* _TASK DETAILS_: Please transcribe the entries below without changing a single character.

── EXERCISE DATA ──

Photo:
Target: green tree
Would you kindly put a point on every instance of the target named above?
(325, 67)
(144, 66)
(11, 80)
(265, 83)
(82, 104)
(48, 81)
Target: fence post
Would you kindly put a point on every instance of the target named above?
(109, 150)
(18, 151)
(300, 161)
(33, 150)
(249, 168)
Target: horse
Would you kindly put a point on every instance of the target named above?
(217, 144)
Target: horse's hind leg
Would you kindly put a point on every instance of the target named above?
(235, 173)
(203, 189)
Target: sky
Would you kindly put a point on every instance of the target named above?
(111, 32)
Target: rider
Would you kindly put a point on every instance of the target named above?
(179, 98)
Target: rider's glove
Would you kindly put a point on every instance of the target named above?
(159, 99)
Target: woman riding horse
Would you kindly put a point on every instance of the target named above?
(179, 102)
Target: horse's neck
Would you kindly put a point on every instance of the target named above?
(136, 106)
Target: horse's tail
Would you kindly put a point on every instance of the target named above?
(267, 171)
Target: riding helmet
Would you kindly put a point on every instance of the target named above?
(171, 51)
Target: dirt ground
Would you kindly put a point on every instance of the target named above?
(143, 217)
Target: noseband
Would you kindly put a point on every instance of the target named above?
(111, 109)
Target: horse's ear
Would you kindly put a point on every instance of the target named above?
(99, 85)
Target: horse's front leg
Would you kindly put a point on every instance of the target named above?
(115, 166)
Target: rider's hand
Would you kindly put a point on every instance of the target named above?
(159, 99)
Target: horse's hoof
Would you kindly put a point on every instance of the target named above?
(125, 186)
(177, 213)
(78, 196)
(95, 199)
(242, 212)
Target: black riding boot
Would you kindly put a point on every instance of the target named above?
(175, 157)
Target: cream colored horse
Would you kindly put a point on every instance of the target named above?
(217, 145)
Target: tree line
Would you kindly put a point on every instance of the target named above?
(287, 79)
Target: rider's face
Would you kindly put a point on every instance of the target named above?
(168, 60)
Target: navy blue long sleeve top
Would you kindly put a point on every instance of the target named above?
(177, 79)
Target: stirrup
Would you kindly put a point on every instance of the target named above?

───

* _EXERCISE RESPONSE_:
Photo:
Target: green tree
Would you kindly put a point on every instance of the target named above?
(325, 67)
(144, 66)
(11, 80)
(265, 83)
(82, 104)
(48, 81)
Target: fence post
Would you kindly put a point on every instance of the target named above?
(109, 150)
(18, 151)
(300, 161)
(33, 150)
(249, 168)
Target: horse
Would you kindly put a point on every instance of the target named above?
(217, 144)
Target: horse's hind leg
Would you kindly put a point on every instance of the target named above?
(235, 173)
(203, 189)
Target: sky
Would you kindly put a point on every instance of the target named above?
(111, 32)
Target: rider
Would you kindly put a point on every instance of the target named above?
(179, 98)
Target: rider's glove
Would you kindly put a point on every instance of the target named above?
(159, 99)
Target: woman riding horse
Would you kindly put a point on every instance of the target named above?
(179, 102)
Target: horse's neck
Would you kindly put a point on every instance of the target named above?
(136, 106)
Target: horse's tail
Would you kindly put a point on every instance of the target named above?
(267, 171)
Target: riding helmet
Would you kindly put a point on every instance of the target named above?
(171, 51)
Target: dirt ground
Would you kindly put a point on every instance of the target named above?
(143, 217)
Target: noseband
Would you kindly put a point on every instance of the target named above?
(111, 109)
Target: horse's ear
Would you kindly put a point on every instance of the target named above?
(99, 85)
Target: horse's front leg
Would you kindly put a point on every instance of the target named above?
(115, 166)
Target: rider's hand
Would you kindly put a point on every instance of the target named above?
(159, 99)
Target: horse's hoof
Would you kindly put a point on every instance of the target named above?
(125, 186)
(177, 213)
(78, 196)
(95, 199)
(242, 212)
Target: black riding boot
Would you kindly put a point on every instance of the target named above?
(175, 157)
Target: cream colored horse
Would you kindly put a point on every instance of the target named above?
(217, 145)
Target: tree line
Would you kindly put a point on every instance of the target named above?
(287, 79)
Target: rider's face
Would you kindly put a point on every instance of the target named above?
(168, 60)
Target: navy blue long sleeve top
Would you kindly put a point on every instance of the target named above?
(177, 79)
Target: stirrup
Would you kindly put a point on every instance of the target named above?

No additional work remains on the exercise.